I belong to a worldwide Facebook group where droves of people try to search for childhood friends they haven’t seen in half a century. And as is often the case, the person they’re looking for has long since married, divorced, changed names, or relocated.
Worse, after 50 years of post partum, they may not even remember the exact spelling of the person’s name. Was their childhood crush on Allen Greenspan? Or was it Alan Greenspan?
And while we’re on the subject of finding lost friends, what about your ex BFF Mary Jane? Yes, the 6th grade prep school pal of yours who in 1966 you made paper doilies with. (The same one who swore on her mother’s grave that she would never, ever leave you…until of course, she and her beatnik boyfriend ran away to that hippie commune in Botswana.) So how are you ever going to find her?
The answer of course is FACEBOOK. With almost three billion accounts, chances are she has a Facebook page. Or, at the very least, she went to a school or worked for a company that still has one.
And this means when looking for someone, that you can either contact them directly. Or post on their old company page, their school alumni page or the page of one of their ex classmates. Yes, where time once used to be your oldest enemy, now suddenly time is your closest friend!
You simply make your posts, and let Google and Facebook do all the work to promote your query throughout the Internet. Sooner or later, your friend or one of her classmates may see your request (even when Googling for something else) and then reach out to you. All you have to do is sit back and wait! Chances are you won’t be waiting long, especially if the Facebook account is active with lots of followers.
Googling To Get Facebook Accounts
Facebook is great because you can reach an old friend without ever knowing their current phone number or email address. But Facebook is also so vast that most searches result in overkill.
Unless you’re looking for a rare name like “Fennan Nucleoplast” or “Biswol Apocalypse”, chances are you’ll be inundated with people of the same name, who in poor taste, subject you to profile photos of their dogs, their cats, their dolphins and the pets of their dolphins. This is a cardinal sin worthy of punishment. A Facebook profile should show the human face of the profile owner. There’s no need to clutter the Internet with pics of your favorite mongoose.
But fret not. This is where Google comes in. Facebook has so many bells and whistles (ways to search for people) but most of them don’t work well. Indeed, half the bells don’t ring, and most of the whistles blow silently. So don’t be married to Facebook groups or Facebook filters. But if you must use these, check out my blog Quickly Find Old Classmates and Alumni Through Facebook, Classmates.com, Linkedin and Google.
Benefits of Using Google To Search within Facebook
- Google will suggest other spellings of the name
- You can search by a range e.g. 1983 ..1987
- You can refine your Facebook hits with other words
- You can set Google to 100 hits per page for quick viewing
- You can view the Google Cache to see an old Facebook page that has recently changed (no longer shows what you’re looking for).
- You can narrow results with quotes around phrases (if it’s likely the only way the term will appear). Note that putting quotes around “Stuyvesant H.S.” may not give you the same results as “Stuyvesant High School” (So experiment with both.)
For the UK (and other places where the schools often have long names) consider not using “” around the school name at all. Instead try various searches of how your ex classmates may refer to the school. For example: The Shropshire School for Infants and Wayward Boys and Girls in Nottingham could appear as the “Shropshire school”, or “the Shropshire school for infants”, or “the Shropshire school in Nottingham.”

DATA SHOWN |
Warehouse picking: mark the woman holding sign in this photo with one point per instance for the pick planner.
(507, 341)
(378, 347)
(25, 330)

TASK 1 | Rewrite the passage on finding childhood friends through Facebook, starting with "The answer of" and going on through "your closest friend!", substituting "business" for "company" everywhere it appears.
TASK 2 | Carry on the piece about using Facebook and Google to find lost childhood friends, picking up after its final sentence.

TASK RESPONSE 1 |
The answer of course is FACEBOOK. With almost three billion accounts, chances are she has a Facebook page. Or, at the very least, she went to a school or worked for a business that still has one.
And this means when looking for someone, that you can either contact them directly. Or post on their old business page, their school alumni page or the page of one of their ex classmates. Yes, where time once used to be your oldest enemy, now suddenly time is your closest friend!

TASK RESPONSE 2 |
Examples of Google Searches within Facebook
The goal is to:
1. Find your friends directly, or
2. Find an alumni page of their school where people look for old classmates, or
3. Find postings by their former classmates. Even classmates from nearly the same school year will do. And don’t forget to check out their friends list. Your subject could be listed there, or you could find other classmates with the same surname. (Perhaps one of their siblings or cousins?)
|Clickable Search Term||What It Finds|
“stuyvesant high school” site:facebook.com
|Gets all references to this school on Facebook. Can do a separate search using “Stuyvesant HS” But for more targeted hits, add the terms in the columns below. To do your own Google search, just click on the ready made search links in the left column. When you see the Google search box, change to your own school, and then add the desired years you want to search for. But always be sure to keep the exact same format.|
|“stuyvesant high school” alumni OR reunion site:facebook.com||Same as above but targets alumni or reunions.|
|“stuyvesant high school” 1987..1991 site:facebook.com||Finds exact references to the school along with any mention of the years 1987, 1988, 1989, 1990, 1991.|
|“stuyvesant high school” “Manhattan”1987..1991 site:facebook.com||Same as above but also mentions a city or locale just in case several schools have the same name.|
|“stuyvesant high school” “william chen” site:facebook.com||Targets all Facebook references to the school and this particular name. This is usually a long shot but sometimes it works.|
|“stuyvesant high school” “william chen” “wrestling” site:facebook.com||Adds another key word like a sport-don’t bother unless too many results from the search above.|
Searching For Relatives Who Attended The Same School
For uncommon last names, you can also search the Facebook profiles of their brothers, sisters and cousins who have the same surname: These people may list your old classmate as a friend or can at least put you in touch with them.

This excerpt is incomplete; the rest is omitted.